### REQUIREMENT
The whole of the data is to be duplicated precisely.

### PROVIDED RECORDS
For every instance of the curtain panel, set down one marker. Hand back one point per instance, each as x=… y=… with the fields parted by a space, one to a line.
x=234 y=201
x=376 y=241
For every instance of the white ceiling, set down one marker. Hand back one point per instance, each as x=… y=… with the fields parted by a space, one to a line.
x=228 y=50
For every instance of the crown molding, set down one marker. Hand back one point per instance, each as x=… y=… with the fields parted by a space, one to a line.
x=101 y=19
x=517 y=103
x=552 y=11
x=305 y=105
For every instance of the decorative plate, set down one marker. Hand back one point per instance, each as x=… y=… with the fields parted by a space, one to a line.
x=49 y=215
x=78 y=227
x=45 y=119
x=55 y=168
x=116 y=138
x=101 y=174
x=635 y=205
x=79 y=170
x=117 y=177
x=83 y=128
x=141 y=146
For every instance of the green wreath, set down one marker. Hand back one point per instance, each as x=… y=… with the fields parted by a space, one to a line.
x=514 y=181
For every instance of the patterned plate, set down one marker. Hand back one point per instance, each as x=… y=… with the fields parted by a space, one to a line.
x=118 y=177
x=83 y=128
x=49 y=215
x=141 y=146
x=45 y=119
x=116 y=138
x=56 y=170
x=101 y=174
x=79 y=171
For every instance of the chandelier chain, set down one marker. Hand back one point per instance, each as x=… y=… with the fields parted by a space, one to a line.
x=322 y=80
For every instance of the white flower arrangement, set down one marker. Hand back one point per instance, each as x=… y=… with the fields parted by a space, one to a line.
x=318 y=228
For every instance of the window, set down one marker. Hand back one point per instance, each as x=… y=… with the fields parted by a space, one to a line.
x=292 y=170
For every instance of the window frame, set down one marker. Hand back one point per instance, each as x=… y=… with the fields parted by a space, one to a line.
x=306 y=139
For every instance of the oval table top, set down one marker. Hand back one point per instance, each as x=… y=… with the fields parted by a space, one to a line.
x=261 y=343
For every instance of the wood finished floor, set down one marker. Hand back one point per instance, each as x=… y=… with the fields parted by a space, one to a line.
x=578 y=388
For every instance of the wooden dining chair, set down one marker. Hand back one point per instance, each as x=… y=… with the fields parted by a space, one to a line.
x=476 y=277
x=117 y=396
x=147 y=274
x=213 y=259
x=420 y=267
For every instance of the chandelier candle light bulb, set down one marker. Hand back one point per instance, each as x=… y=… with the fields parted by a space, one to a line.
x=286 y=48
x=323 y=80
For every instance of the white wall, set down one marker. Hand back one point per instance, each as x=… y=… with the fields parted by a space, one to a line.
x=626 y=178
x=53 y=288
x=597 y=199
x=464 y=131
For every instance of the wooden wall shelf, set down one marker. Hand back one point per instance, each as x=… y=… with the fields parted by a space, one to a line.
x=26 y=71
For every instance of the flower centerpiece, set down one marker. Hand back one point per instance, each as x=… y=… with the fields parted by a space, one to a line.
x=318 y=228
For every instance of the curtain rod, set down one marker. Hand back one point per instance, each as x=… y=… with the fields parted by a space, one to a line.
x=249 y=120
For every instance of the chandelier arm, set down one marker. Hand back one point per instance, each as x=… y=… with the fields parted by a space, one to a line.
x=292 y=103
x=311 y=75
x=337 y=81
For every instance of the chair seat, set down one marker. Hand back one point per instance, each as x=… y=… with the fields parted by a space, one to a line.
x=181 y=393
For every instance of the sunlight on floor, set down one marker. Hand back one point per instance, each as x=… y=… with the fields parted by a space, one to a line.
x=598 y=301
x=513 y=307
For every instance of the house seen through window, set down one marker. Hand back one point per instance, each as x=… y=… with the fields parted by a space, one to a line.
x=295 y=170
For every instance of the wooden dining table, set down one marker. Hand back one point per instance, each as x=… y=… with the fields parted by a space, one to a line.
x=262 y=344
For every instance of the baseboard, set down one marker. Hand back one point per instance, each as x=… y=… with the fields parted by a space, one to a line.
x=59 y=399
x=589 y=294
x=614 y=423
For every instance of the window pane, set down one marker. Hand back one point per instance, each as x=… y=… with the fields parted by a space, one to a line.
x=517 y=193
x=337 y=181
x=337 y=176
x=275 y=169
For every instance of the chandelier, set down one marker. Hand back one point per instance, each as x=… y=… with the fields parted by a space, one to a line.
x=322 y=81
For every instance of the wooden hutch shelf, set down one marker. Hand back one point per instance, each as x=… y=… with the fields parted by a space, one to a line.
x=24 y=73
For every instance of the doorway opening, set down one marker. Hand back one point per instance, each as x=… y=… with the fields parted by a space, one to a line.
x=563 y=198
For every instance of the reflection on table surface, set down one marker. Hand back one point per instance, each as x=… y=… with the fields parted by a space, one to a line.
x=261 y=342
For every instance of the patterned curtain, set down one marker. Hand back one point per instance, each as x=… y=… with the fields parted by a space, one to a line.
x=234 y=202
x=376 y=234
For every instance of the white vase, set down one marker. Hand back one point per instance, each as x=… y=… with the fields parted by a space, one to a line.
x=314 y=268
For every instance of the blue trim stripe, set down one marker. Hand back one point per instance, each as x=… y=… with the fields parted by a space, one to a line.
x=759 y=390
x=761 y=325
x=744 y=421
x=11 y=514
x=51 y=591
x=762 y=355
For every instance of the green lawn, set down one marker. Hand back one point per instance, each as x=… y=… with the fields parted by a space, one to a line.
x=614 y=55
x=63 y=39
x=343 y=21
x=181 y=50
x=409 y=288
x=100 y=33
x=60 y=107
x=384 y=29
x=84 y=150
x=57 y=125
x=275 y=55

### RESPONSE AREA
For every instance of the curtain panel, set down one marker. Hand back one point per instance, each as x=… y=… with the fields parted by a space, one to a line.
x=234 y=201
x=376 y=241
For every instance of the white ceiling, set down one marker. Hand back one point per instance, each as x=… y=… with the fields parted by a space, one to a line.
x=228 y=50
For every instance of the crown molding, set down one marker. Hand back one point per instance, each as x=… y=… with the fields parted by a space, one to a line.
x=101 y=19
x=517 y=103
x=552 y=11
x=305 y=105
For every instance of the decorative plate, set down one marker. Hand back one point per instance, each as x=… y=… with the fields parted by a space, one to a line.
x=49 y=215
x=78 y=227
x=45 y=119
x=55 y=168
x=116 y=138
x=101 y=174
x=635 y=205
x=79 y=170
x=117 y=177
x=83 y=128
x=141 y=146
For every instance of the green wreath, set down one marker. Hand back one point per instance, each as x=… y=… with the fields parted by a space, one to a line.
x=514 y=181
For every instance of the patterned plate, set down one marker. Hand back one point per instance, each as x=… y=… with the fields parted by a space, one to a line.
x=118 y=177
x=83 y=128
x=49 y=215
x=141 y=146
x=45 y=119
x=116 y=138
x=56 y=170
x=101 y=174
x=79 y=171
For every instance of the chandelier chain, set down one marker. Hand back one point per instance, each as x=… y=… with the fields parted by a space, one to a line.
x=322 y=80
For every instance of the white flower arrangement, set down one marker. Hand back one point per instance, each as x=… y=… with the fields parted by a space, one to a line.
x=318 y=228
For every instance of the window, set down one marker. Hand back one point per instance, each as x=… y=… with the fields parted by a space, one to a line.
x=292 y=170
For every instance of the window frame, set down one marker. Hand back one point per instance, each as x=… y=… with the fields parted by a space, one to a line.
x=306 y=139
For every instance of the oval table top, set down one marker. Hand back one point per instance, each as x=… y=… with the fields parted by a space, one to a line.
x=261 y=343
For every instance of the wood finished floor, set down one marker. Hand back one point per instance, each as x=… y=… with the fields parted by a space, one to a line.
x=578 y=388
For every instance of the wooden dining chair, set down one marker. Hand back one point per instance, each as x=… y=… with the fields parted by a space, one to a line.
x=476 y=277
x=117 y=396
x=147 y=274
x=213 y=259
x=420 y=267
For every instance of the chandelier candle light bulb, set down one marker. Hand back one point per instance, each as x=… y=… with the fields parted by a space, one to a line.
x=286 y=48
x=323 y=80
For every instance of the white wall, set down one marker. Hand back one point per instance, each as x=… y=… with the fields parted by a space, one to a line.
x=626 y=178
x=53 y=288
x=597 y=199
x=464 y=131
For every instance of the wooden wall shelf, set down one marker. Hand back one point per instance, each as x=… y=… with the fields parted by a space, one to a line.
x=26 y=71
For every instance of the flower centerpiece, set down one marker. Hand back one point per instance, each as x=… y=… with the fields parted by a space, one to a line.
x=318 y=228
For every instance of the curtain rod, set down one marker. Hand back one point per instance, each as x=… y=… with the fields parted by a space, one to a line.
x=249 y=120
For every instance of the chandelier arm, set down one marker. Hand back one point per instance, each as x=… y=… with the fields parted by a space, one to a line.
x=292 y=103
x=311 y=75
x=337 y=81
For every instance of the chair seat, set down one marker. Hand back one point per instance, each as x=… y=… with the fields parted by a space, one to a line.
x=181 y=393
For every instance of the sunlight on floor, set down one marker. Hand back one point per instance, each as x=… y=… with the fields parted by a space, one to a line.
x=598 y=301
x=513 y=307
For every instance of the house seen through window, set down one marker. Hand back one point per instance, each as x=… y=… with the fields parted by a space, one to a line.
x=295 y=170
For every instance of the wooden dining table, set down one marker. Hand back one point per instance, each as x=… y=… with the fields parted by a space, one to a line.
x=262 y=344
For every instance of the baseboard, set down one marker. Hand back one point per instance, each as x=… y=… with the fields parted by a space, one to a line.
x=59 y=399
x=589 y=294
x=614 y=423
For every instance of the window pane, set down one marker. Hand back one point per instance, each as x=… y=… with the fields parted by a space, one to a line.
x=517 y=193
x=337 y=181
x=337 y=176
x=275 y=169
For every instance of the chandelier, set down one marker. Hand back one point per instance, each as x=… y=… with the fields parted by a space, one to a line.
x=322 y=81
For every instance of the wooden hutch shelf, set down one marker. Hand back one point per instance, each as x=… y=… with the fields parted by a space, one to a line.
x=24 y=73
For every instance of the doorway opening, set down one marker. Hand back one point per instance, each as x=… y=… with the fields parted by a space, one to a line.
x=563 y=198
For every instance of the reflection on table surface, set down one marker. Hand back one point per instance, each as x=… y=… with the fields parted by a space, one to a line.
x=261 y=342
For every instance of the patterned curtain, set down one marker. Hand back one point per instance, each as x=… y=… with the fields parted by a space, one to a line.
x=234 y=202
x=376 y=234
For every instance of the white vase, set down one marker. Hand back one point per instance, each as x=… y=… with the fields parted by a space, one to a line.
x=314 y=268
For every instance of the blue trim stripe, set down one marker. Hand back one point per instance, each as x=… y=… with the fields parted by a space, one to a line.
x=759 y=390
x=761 y=325
x=744 y=421
x=11 y=514
x=51 y=591
x=762 y=355
For every instance of the green lawn, set down one marker. Hand back one point per instance, each as x=… y=… with the fields parted by a space, one to a line.
x=614 y=55
x=63 y=39
x=343 y=21
x=181 y=50
x=409 y=288
x=100 y=33
x=60 y=107
x=384 y=29
x=84 y=150
x=57 y=125
x=275 y=55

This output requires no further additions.